Top of Document segment
Screaming and 12 year olds just go together like chocolate and peanut butter, I suppose.


----------



## Foxi4 (Dec 13, 2014)

This is why we can't have nice things and why social networking is cancer.


----------



## Gahars (Dec 13, 2014)

http://www.reddit.com/r/KotakuInAct...nos_tried_to_bribe_jennifer_daww_into/cmtj915

But remember, there's no problems with corruption in games journalism. It's just a smoke screen for mysogyny.


----------



## war2thegrave (Dec 13, 2014)

I can't copy/paste from psvita browser, but a small contingent of SJW have decided to break away from the main group and go after the "problematic" language used within the metal community.

So far, there is heavy resistance, but battle lines may be redrawn once the breakaway SJW group has decided on token female figureheads to recieve the fake rape/death threats which will be sure to mobilize the beta orbiters to save the damsels.

May the SJW drown in a sea of the metal communites apathy.


----------



## FAST6191 (Dec 13, 2014)

war2thegrave said:


> I can't copy/paste from psvita browser, but a small contingent of SJW have decided to break away from the main group and go after the "problematic" language used within the metal community.
> 
> So far, there is heavy resistance, but battle lines may be redrawn once the breakaway SJW group has decided on token female figureheads to recieve the fake rape/death threats which will be sure to mobilize the beta orbiters to save the damsels.
> 
> May the SJW drown in a sea of the metal communites apathy.



So having racked my brains I came up with nothing that I know of from metal but I am tangentially involved in most things so I thought I would look up slang terms, nothing again.

The best I have got is headbanging might be offensive to those that have seizures of the grand mal persuasion.

Edit.
Maybe long hair is gender appropriation?


----------



## Veho (Dec 14, 2014)

It's this, I think: 

http://www.academia.edu/6553886/Ext..._Metal_and_Grindcore_by_Sarah_Kitteringham_MA


----------



## FAST6191 (Dec 14, 2014)

Is every social studies or similar topic thesis/final year project required to be, or at least feature, "autobiography of a 20 something that has not done anything yet"?

Likewise I was always taught first person is to academic writing what goto is to programming, I guess I was lied to.

"Although the fields of psychology and musicology have yielded fascinating data on the metal scene, I will only analyze research from the fields of sociology and cultural studies, as they overlap both methodologically and theoretically with communication studies, the field which this thesis is being conducted in."
I think that probably says most things this thread and its sister thread need to know.

Anyway it is going to take me a while to make it through this one.


----------



## DCG (Jan 7, 2015)

http://pressfarttocontinue.com/2015/01/06/on-the-origins-of-gamejournopros/

Interesting read.
Bottom of Document segment
--- To do ---
A. Render this sentence from the forum thread in Spanish: "Anyway it is going to take me a while to make it through this one."
B. Duplicate the stretch of the forum thread from "It's this, I" through "was lied to.".
Rely only on the forum thread itself, with no outside knowledge.
Top of Record excerpts
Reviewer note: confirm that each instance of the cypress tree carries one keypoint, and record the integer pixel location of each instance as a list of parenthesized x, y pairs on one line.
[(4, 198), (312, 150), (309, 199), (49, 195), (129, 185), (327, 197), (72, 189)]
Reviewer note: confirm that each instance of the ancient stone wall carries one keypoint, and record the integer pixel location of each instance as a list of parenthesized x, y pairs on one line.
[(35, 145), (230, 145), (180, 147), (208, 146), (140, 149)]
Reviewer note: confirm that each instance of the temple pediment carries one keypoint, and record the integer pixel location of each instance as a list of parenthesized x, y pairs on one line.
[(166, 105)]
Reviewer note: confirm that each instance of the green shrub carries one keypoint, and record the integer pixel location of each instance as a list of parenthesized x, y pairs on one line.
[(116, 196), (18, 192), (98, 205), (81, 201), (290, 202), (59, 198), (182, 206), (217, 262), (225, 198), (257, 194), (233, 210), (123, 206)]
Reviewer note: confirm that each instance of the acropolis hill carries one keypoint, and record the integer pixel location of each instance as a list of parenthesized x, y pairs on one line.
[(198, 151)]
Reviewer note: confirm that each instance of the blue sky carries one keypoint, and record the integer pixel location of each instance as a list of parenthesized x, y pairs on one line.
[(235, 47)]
Bottom of Record excerpts
--- Answers provided ---
A. De todos modos, me va a llevar un buen rato terminar de leer este.

B.
It's this, I think: 

http://www.academia.edu/6553886/Ext..._Metal_and_Grindcore_by_Sarah_Kitteringham_MA


----------



## FAST6191 (Dec 14, 2014)

Is every social studies or similar topic thesis/final year project required to be, or at least feature, "autobiography of a 20 something that has not done anything yet"?

Likewise I was always taught first person is to academic writing what goto is to programming, I guess I was lied to.